-- START --
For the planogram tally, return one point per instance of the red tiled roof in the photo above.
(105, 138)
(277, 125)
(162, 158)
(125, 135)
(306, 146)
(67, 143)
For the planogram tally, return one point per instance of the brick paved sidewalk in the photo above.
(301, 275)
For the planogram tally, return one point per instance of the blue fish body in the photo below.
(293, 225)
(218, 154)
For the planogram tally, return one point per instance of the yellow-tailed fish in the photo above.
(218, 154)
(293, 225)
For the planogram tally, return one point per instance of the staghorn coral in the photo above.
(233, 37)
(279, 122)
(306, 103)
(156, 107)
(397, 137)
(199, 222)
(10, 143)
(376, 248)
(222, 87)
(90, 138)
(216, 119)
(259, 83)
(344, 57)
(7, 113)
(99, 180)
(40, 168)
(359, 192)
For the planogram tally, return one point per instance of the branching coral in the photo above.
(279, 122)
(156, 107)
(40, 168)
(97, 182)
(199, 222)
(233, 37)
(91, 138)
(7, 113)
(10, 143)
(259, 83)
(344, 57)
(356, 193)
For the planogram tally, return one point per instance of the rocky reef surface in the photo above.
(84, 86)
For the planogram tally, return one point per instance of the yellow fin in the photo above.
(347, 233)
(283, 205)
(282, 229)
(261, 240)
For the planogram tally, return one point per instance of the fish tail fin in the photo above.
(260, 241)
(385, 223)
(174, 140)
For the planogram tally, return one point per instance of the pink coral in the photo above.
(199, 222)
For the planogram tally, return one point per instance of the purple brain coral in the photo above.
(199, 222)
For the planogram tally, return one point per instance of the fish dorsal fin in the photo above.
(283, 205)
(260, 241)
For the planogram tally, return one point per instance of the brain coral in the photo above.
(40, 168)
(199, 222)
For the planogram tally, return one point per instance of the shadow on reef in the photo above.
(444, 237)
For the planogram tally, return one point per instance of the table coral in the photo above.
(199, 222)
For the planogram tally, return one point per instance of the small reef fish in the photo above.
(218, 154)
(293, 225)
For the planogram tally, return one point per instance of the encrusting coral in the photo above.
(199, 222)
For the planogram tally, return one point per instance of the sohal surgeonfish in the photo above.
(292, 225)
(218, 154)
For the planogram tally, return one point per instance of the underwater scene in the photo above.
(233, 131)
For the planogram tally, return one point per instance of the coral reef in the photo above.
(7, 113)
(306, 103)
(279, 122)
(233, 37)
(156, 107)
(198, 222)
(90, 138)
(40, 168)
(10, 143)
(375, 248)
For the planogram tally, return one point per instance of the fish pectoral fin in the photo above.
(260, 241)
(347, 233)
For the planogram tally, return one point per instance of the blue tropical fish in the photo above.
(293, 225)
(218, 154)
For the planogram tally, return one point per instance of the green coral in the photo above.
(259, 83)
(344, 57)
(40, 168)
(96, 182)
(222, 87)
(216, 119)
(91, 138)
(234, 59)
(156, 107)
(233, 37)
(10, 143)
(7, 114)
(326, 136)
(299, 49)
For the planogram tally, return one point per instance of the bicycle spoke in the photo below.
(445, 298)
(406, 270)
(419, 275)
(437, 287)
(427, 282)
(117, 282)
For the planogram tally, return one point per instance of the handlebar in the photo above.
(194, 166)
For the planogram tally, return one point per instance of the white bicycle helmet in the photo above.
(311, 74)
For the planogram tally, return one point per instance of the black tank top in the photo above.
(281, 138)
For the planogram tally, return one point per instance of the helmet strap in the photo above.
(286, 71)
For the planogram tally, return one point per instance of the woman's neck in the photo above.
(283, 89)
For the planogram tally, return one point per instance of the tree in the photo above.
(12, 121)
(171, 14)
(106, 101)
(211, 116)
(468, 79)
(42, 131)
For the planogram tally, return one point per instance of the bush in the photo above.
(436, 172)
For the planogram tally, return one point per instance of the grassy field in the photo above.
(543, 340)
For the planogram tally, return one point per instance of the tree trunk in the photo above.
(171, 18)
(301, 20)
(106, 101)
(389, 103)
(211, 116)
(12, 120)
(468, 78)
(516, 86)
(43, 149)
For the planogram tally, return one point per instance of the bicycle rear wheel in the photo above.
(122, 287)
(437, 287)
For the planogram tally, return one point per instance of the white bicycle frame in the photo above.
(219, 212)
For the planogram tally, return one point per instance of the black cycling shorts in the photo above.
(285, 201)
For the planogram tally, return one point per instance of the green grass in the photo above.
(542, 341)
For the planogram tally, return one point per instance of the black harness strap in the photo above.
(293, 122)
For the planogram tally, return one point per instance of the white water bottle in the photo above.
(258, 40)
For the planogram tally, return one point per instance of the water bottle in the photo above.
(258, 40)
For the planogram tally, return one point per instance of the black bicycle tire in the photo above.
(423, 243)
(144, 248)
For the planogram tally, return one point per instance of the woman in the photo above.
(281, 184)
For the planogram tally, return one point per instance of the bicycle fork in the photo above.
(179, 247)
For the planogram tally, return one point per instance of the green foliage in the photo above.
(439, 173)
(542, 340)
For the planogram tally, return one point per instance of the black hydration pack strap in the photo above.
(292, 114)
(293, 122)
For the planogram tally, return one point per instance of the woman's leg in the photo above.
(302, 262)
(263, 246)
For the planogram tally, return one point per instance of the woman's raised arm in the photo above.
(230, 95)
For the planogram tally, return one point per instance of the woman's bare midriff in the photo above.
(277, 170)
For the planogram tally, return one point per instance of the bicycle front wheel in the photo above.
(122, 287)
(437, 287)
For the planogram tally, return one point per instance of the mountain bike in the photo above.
-- END --
> WHAT IS NEEDED
Give the material above again, word for word.

> ANSWER TO THIS PROBLEM
For the planogram tally, return one point per instance of the red tiled roof in the photo above.
(105, 138)
(277, 125)
(162, 158)
(125, 135)
(306, 146)
(67, 143)
For the planogram tally, return one point per instance of the brick paved sidewalk in the photo above.
(301, 275)
For the planogram tally, return one point per instance of the blue fish body in the photo below.
(293, 225)
(218, 154)
For the planogram tally, return one point per instance of the yellow-tailed fish in the photo above.
(218, 154)
(293, 225)
For the planogram tally, return one point per instance of the staghorn coral in the photo above.
(233, 37)
(279, 122)
(306, 103)
(156, 107)
(397, 137)
(199, 222)
(10, 143)
(376, 248)
(222, 87)
(90, 138)
(216, 119)
(259, 83)
(344, 57)
(7, 113)
(99, 180)
(40, 168)
(359, 192)
For the planogram tally, return one point per instance of the branching coral in the photo above.
(279, 122)
(156, 107)
(40, 168)
(97, 182)
(199, 222)
(233, 37)
(91, 138)
(7, 113)
(10, 143)
(259, 83)
(344, 57)
(356, 193)
For the planogram tally, return one point per instance of the rocky reef surface in the photo above.
(84, 86)
For the planogram tally, return one point per instance of the yellow fin in the photo above.
(347, 233)
(283, 205)
(282, 229)
(261, 240)
For the planogram tally, return one point per instance of the fish tail fin in the photo above.
(260, 241)
(385, 223)
(174, 140)
For the planogram tally, return one point per instance of the pink coral in the photo above.
(199, 222)
For the planogram tally, return one point per instance of the purple brain coral in the photo above.
(199, 222)
For the planogram tally, return one point per instance of the fish dorsal fin in the photo above.
(283, 205)
(260, 241)
For the planogram tally, return one point per instance of the brain coral in the photo above.
(40, 168)
(199, 222)
For the planogram tally, return one point per instance of the shadow on reef in the photo above.
(444, 237)
For the planogram tally, return one point per instance of the table coral in the photo above.
(199, 222)
For the planogram tally, return one point per instance of the small reef fish in the photo above.
(218, 154)
(293, 225)
For the planogram tally, return one point per instance of the encrusting coral in the photo above.
(199, 222)
For the planogram tally, return one point per instance of the sohal surgeonfish in the photo above.
(292, 225)
(218, 154)
For the planogram tally, return one point per instance of the underwater scene in the photo above.
(233, 131)
For the planogram tally, return one point per instance of the coral reef in the photo above.
(7, 113)
(306, 103)
(279, 122)
(233, 37)
(156, 107)
(198, 222)
(90, 138)
(40, 168)
(10, 143)
(375, 248)
For the planogram tally, return one point per instance of the fish pectoral fin in the photo above.
(260, 241)
(347, 233)
For the planogram tally, return one point per instance of the blue tropical fish in the photo above.
(293, 225)
(218, 154)
For the planogram tally, return one point per instance of the green coral in the photo above.
(259, 83)
(344, 57)
(40, 168)
(96, 182)
(222, 87)
(216, 119)
(91, 138)
(234, 59)
(156, 107)
(233, 37)
(10, 143)
(7, 114)
(326, 136)
(299, 49)
For the planogram tally, return one point per instance of the bicycle spoke in the photo below.
(445, 298)
(406, 270)
(419, 275)
(437, 287)
(427, 282)
(117, 282)
For the planogram tally, return one point per instance of the handlebar in the photo above.
(194, 166)
For the planogram tally, return one point per instance of the white bicycle helmet in the photo above.
(311, 74)
For the planogram tally, return one point per instance of the black tank top in the photo above.
(281, 138)
For the planogram tally, return one point per instance of the helmet strap in the photo above.
(286, 71)
For the planogram tally, return one point per instance of the woman's neck in the photo above.
(283, 89)
For the planogram tally, return one point per instance of the tree in the photo above.
(12, 121)
(171, 14)
(106, 101)
(211, 116)
(468, 79)
(42, 131)
For the planogram tally, return one point per instance of the bush in the photo above.
(436, 172)
For the planogram tally, return one point per instance of the grassy field in the photo above.
(543, 340)
For the planogram tally, return one point per instance of the tree trunk in the photo above.
(171, 18)
(301, 20)
(106, 101)
(389, 103)
(211, 116)
(12, 120)
(468, 78)
(516, 86)
(43, 149)
For the planogram tally, return one point per instance of the bicycle rear wheel in the photo above.
(122, 287)
(437, 287)
For the planogram tally, return one point per instance of the white bicycle frame in the photo above.
(219, 212)
For the planogram tally, return one point per instance of the black cycling shorts in the photo above.
(285, 201)
For the planogram tally, return one point per instance of the green grass in the photo above.
(542, 341)
For the planogram tally, return one point per instance of the black harness strap in the photo above.
(293, 122)
For the planogram tally, return one point per instance of the white water bottle in the photo above.
(258, 40)
For the planogram tally, return one point per instance of the water bottle in the photo above.
(258, 40)
For the planogram tally, return one point per instance of the black bicycle tire in the photo above.
(423, 243)
(144, 248)
For the planogram tally, return one point per instance of the woman in the photo above.
(281, 184)
For the planogram tally, return one point per instance of the bicycle fork in the photo above.
(179, 247)
For the planogram tally, return one point per instance of the green foliage in the photo above.
(439, 173)
(542, 340)
For the planogram tally, return one point per instance of the black hydration pack strap in the photo above.
(292, 114)
(293, 122)
For the planogram tally, return one point per instance of the woman's leg in the photo above.
(302, 262)
(263, 246)
For the planogram tally, return one point per instance of the woman's raised arm in the photo above.
(230, 95)
For the planogram tally, return one point per instance of the woman's bare midriff in the photo above.
(277, 170)
For the planogram tally, return one point per instance of the bicycle front wheel in the photo above.
(122, 287)
(437, 287)
For the planogram tally, return one point per instance of the mountain bike in the photo above.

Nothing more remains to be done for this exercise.